Biological evaluation of 2-arylidene-4, 7-dimethyl indan-1-one (FXY-1): a novel Akt inhibitor with potent activity in lung cancer.

PURPOSE: Human lung cancer is contributed to be a major mortality factor in the cancer-related deaths. Arylidene indan-ones constitute a new class of potential anti-tumor compounds. Herein, we report the biological efficacy of the 2-arylidene-4, 7-dimethyl indan-1-one (FXY-1), a potential lead molecule of arylidene indan-ones in lung cancer models. We previously described anticancer activity of FXY-1 against human breast adenocarcinoma.
METHODS: FXY-1 efficacy was assessed by standard anticancer screening in NCI-H 460, A549, NCI-H 1975 and NCI-H 2170 cells. Initial molecular docking analysis was performed to check the interaction of compound to Akt enzyme. Anti-proliferation, anti-metastatic and transendothelial cell migration were performed to check efficacy of the drug. Western blot analysis was performed to understand the regulation of pro-apoptotic and anti-apoptotic proteins by the compound. The effect of FXY-1 on caspase induction and Akt phosphorylation were checked using Western blot analysis. Flow cytometry was used to reveal the cell cycle changes and apoptosis-inducing properties of FXY-1 in the lung cancer cells. In-vitro Akt inhibition property of the compound was studied using a fluorescence-based, coupled-enzyme reaction. The in-vivo efficacy of the compound was determined using a mouse xenograft model.

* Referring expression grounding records
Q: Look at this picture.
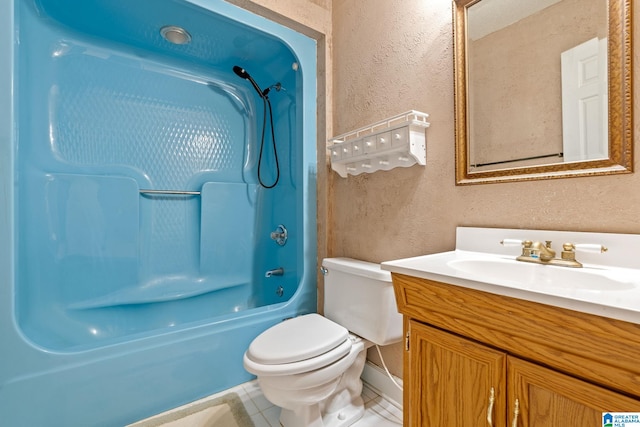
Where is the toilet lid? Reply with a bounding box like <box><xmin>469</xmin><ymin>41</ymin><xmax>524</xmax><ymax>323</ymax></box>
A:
<box><xmin>247</xmin><ymin>313</ymin><xmax>349</xmax><ymax>365</ymax></box>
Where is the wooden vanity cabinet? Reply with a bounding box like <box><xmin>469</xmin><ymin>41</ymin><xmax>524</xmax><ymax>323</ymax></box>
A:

* List of tasks
A. Reproduce the FXY-1 abstract word for word, starting at "PURPOSE: Human lung" and ending at "human breast adenocarcinoma.".
B. Turn the paragraph of the FXY-1 abstract that begins "METHODS: FXY-1 efficacy" into a short bulleted list that keeps its main facts.
C. According to the FXY-1 abstract, what model was used to determine the compound's in-vivo efficacy?

* Answers to the exercise
A.
PURPOSE: Human lung cancer is contributed to be a major mortality factor in the cancer-related deaths. Arylidene indan-ones constitute a new class of potential anti-tumor compounds. Herein, we report the biological efficacy of the 2-arylidene-4, 7-dimethyl indan-1-one (FXY-1), a potential lead molecule of arylidene indan-ones in lung cancer models. We previously described anticancer activity of FXY-1 against human breast adenocarcinoma.

B.
- Standard anticancer screening in NCI-H 460, A549, NCI-H 1975 and NCI-H 2170 cells to assess FXY-1 efficacy
- Molecular docking analysis of the compound's interaction with the Akt enzyme
- Anti-proliferation, anti-metastatic and transendothelial cell migration assays to check efficacy
- Western blot analysis of pro-apoptotic and anti-apoptotic protein regulation, caspase induction and Akt phosphorylation
- Flow cytometry of cell cycle changes and apoptosis induction in lung cancer cells
- A fluorescence-based, coupled-enzyme reaction to study in-vitro Akt inhibition
- A mouse xenograft model to determine in-vivo efficacy

C. A mouse xenograft model.